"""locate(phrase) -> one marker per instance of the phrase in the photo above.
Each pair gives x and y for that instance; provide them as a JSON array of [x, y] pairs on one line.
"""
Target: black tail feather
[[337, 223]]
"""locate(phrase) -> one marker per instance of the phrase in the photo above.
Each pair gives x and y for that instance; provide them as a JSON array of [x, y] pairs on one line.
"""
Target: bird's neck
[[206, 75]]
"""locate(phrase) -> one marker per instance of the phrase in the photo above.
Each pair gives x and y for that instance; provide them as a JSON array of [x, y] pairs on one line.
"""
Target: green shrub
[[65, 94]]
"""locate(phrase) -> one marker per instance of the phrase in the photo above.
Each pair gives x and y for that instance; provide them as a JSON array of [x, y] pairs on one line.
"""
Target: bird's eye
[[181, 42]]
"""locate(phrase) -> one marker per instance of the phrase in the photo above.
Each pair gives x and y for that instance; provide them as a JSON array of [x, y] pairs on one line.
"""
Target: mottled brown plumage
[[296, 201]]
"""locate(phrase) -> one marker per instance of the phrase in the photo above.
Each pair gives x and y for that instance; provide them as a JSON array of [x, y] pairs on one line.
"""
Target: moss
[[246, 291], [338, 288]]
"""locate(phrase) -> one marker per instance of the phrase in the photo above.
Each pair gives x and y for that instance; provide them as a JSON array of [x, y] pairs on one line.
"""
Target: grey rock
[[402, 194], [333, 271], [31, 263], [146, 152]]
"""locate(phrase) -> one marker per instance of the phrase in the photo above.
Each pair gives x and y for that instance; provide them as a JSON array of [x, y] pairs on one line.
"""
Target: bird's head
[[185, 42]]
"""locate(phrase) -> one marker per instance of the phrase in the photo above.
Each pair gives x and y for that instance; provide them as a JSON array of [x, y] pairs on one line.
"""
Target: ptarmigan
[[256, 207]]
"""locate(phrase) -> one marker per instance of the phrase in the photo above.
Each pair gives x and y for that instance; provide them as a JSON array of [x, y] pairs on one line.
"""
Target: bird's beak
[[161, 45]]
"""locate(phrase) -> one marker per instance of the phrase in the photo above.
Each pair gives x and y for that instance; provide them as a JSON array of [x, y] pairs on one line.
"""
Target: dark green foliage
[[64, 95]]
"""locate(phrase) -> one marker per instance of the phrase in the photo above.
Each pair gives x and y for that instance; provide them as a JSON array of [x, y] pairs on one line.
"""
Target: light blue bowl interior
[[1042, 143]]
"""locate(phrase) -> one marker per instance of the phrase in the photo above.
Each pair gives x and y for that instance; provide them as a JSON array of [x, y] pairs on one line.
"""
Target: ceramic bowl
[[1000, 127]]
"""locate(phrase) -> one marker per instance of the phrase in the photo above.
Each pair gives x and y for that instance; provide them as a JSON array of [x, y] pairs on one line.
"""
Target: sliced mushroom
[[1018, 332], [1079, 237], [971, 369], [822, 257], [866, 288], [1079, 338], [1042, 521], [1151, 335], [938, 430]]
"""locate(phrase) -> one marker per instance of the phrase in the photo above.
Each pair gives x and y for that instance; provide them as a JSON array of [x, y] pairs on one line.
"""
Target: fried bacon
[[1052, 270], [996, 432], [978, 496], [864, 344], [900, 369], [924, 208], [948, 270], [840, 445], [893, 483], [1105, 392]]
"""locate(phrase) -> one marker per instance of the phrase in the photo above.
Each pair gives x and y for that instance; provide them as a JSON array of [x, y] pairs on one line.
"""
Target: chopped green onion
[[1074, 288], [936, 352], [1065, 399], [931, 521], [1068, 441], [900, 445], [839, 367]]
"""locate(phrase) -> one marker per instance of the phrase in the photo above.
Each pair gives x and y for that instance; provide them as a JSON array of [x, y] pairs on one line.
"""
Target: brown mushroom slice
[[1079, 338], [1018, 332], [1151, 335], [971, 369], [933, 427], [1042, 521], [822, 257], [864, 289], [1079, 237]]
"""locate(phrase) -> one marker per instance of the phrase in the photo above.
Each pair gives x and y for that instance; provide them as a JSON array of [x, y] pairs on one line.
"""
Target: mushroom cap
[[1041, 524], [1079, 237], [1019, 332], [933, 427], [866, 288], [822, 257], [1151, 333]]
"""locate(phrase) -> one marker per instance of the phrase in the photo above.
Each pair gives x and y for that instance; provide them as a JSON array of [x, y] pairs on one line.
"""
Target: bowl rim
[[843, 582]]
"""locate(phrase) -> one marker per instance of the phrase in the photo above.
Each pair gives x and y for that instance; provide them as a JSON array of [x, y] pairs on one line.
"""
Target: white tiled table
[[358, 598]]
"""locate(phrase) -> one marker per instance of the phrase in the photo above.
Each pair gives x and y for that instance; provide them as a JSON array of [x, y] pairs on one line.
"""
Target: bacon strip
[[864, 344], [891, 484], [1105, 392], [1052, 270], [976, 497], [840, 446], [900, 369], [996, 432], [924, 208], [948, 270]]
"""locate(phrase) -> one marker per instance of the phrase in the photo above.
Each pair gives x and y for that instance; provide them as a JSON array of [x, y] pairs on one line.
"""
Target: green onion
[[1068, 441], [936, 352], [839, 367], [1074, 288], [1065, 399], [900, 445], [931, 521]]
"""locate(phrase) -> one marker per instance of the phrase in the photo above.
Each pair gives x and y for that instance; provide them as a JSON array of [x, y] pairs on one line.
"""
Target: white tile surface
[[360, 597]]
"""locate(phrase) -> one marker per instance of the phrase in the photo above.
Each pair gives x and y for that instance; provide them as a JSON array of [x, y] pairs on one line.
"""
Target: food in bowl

★ ★ ★ ★ ★ ★ ★

When you answer, return each line of the material exactly as it was written.

**Result of the exercise**
"""locate(phrase) -> one marker per instance of the phrase in the photo above.
Each pair gives x and y for that instance; provide them as a JSON array of [x, y] pairs on one line.
"""
Target: black tail feather
[[337, 223]]
"""locate(phrase) -> one marker per instance of the phrase in the photo above.
Each pair gives x and y for that instance; provide them as a JSON array of [x, y] pairs on one line.
"""
Target: bird's neck
[[206, 75]]
"""locate(phrase) -> one marker per instance of the phrase in the photo above.
Each pair gives x and y for that instance; provide them as a JSON array of [x, y] pairs on one line.
"""
Target: green shrub
[[65, 94]]
"""locate(phrase) -> one marker per instance of the phrase in the photo above.
Each pair gives x and y for that instance; provide them as a JSON array of [x, y] pairs on one line.
"""
Target: bird's eye
[[181, 42]]
"""locate(phrase) -> one marker per instance of the phrase in the photo above.
Each pair gives x and y for that instance; provide them as a JSON array of [x, y] pairs on one line.
"""
Target: mottled brown plumage
[[296, 201]]
"""locate(phrase) -> one marker per instance of the phrase in the photo above.
Each pair gives x and y for that instance; provide them as a JSON array of [x, y] pairs on one line.
"""
Target: moss
[[246, 291], [338, 288]]
"""locate(phrase) -> one marker per instance of the phrase in the photo above.
Each pair gives x and y for that instance; provide them as a JSON array of [x, y] pairs on one line.
"""
Target: grey rock
[[402, 194], [333, 271], [31, 263], [146, 152]]
"""locate(phrase) -> one marker per instance of the phrase in the photo above.
Each pair gives x and y for that instance; provide them as a JSON array of [x, y] pairs on one line.
"""
Target: bird's head
[[185, 42]]
"""locate(phrase) -> one marker per instance of the phrase in the photo above.
Each pair gives x and y for that instance; provide them as a JSON array of [x, y] pairs on one line.
"""
Target: ptarmigan
[[256, 207]]
"""locate(phrase) -> one marker per instance of the phrase in the photo above.
Each pair gives x and y for that instance; provide them as a JSON array of [x, y] pairs on one line.
"""
Target: bird's beak
[[161, 45]]
"""locate(phrase) -> one marker per instance of the phrase in the photo above.
Each pair gives x and y for that instance; provide them as a JSON array of [x, y] pairs on one line.
"""
Target: dark green foliage
[[64, 95]]
"""locate(phrase) -> one marker per instance of the phrase in the photo above.
Each pair gives x and y for that instance; provide them as a JSON array of [x, y] pairs on one line.
"""
Target: light blue bowl interior
[[1042, 143]]
"""locate(phrase) -> one marker per instance of the phrase in the photo above.
Each pair gives x and y for that instance; provide them as a JSON array of [x, y] pairs on one line.
"""
Target: ceramic bowl
[[1000, 127]]
"""locate(phrase) -> one marker per instance of the phrase in the photo above.
Each pair gives x and y for that instance; provide them as a JSON array of [x, y] pairs on one line.
"""
Target: sliced mushroom
[[1018, 332], [1079, 237], [971, 369], [822, 257], [866, 288], [1079, 338], [1042, 521], [1151, 335], [938, 430]]
"""locate(phrase) -> one marker per instance of the phrase in the photo above.
Each pair gives x and y for that instance; provide them as a JSON array of [x, y] pairs on one line.
"""
Target: fried bacon
[[1052, 270], [996, 432], [978, 496], [864, 344], [900, 369], [924, 208], [948, 270], [840, 445], [893, 483], [1105, 392]]
"""locate(phrase) -> one marker per instance of the phrase in the photo above.
Each pair gives x and y for that instance; provide them as a JSON array of [x, y] pairs on one line.
"""
Target: chopped green onion
[[1074, 288], [936, 352], [1065, 399], [931, 521], [1068, 441], [900, 445], [839, 367]]
"""locate(phrase) -> one marker per instance of the phrase in the photo above.
Each pair gives x and y for that instance; provide them as a JSON array of [x, y] pairs on one line.
"""
Target: brown mushroom slice
[[1079, 338], [1018, 332], [1151, 335], [971, 369], [933, 427], [1042, 521], [822, 257], [864, 289], [1079, 237]]
"""locate(phrase) -> one marker per instance of the phrase in the photo above.
Each pair gives x and y for that instance; provide them as a JSON array of [x, y] pairs on one line.
"""
Target: mushroom cap
[[1041, 524], [1079, 237], [1019, 332], [933, 427], [866, 288], [822, 257], [1151, 333]]
"""locate(phrase) -> one marker per instance of the phrase in the photo above.
Each pair gives x and y for that instance; provide them as a JSON array of [x, y] pairs on one line.
"""
Target: bowl rim
[[843, 582]]
"""locate(phrase) -> one marker per instance of the phrase in the photo above.
Each pair gives x and y for that instance; provide them as a JSON array of [x, y] pairs on one line.
"""
Target: white tiled table
[[358, 598]]
"""locate(phrase) -> one marker per instance of the phrase in the photo above.
Each pair gives x and y for that instance; provide them as a JSON array of [x, y] pairs on one line.
"""
Target: bacon strip
[[864, 344], [891, 484], [1105, 392], [1052, 270], [976, 497], [840, 446], [900, 369], [996, 432], [924, 208], [948, 270]]
"""locate(phrase) -> one marker per instance of the phrase in the photo above.
Each pair gives x and y for that instance; provide them as a JSON array of [x, y] pairs on one line.
"""
Target: green onion
[[1068, 441], [936, 352], [839, 367], [1074, 288], [1065, 399], [900, 445], [931, 521]]
"""locate(phrase) -> one marker per instance of the phrase in the photo above.
Each pair gives x and y for that instance; provide them as a JSON array of [x, y] pairs on one line.
"""
Target: white tile surface
[[360, 597]]
"""locate(phrase) -> one marker per instance of the phrase in the photo above.
Each pair gives x and y for that instance; provide them as a JSON array of [x, y] pairs on one line.
"""
Target: food in bowl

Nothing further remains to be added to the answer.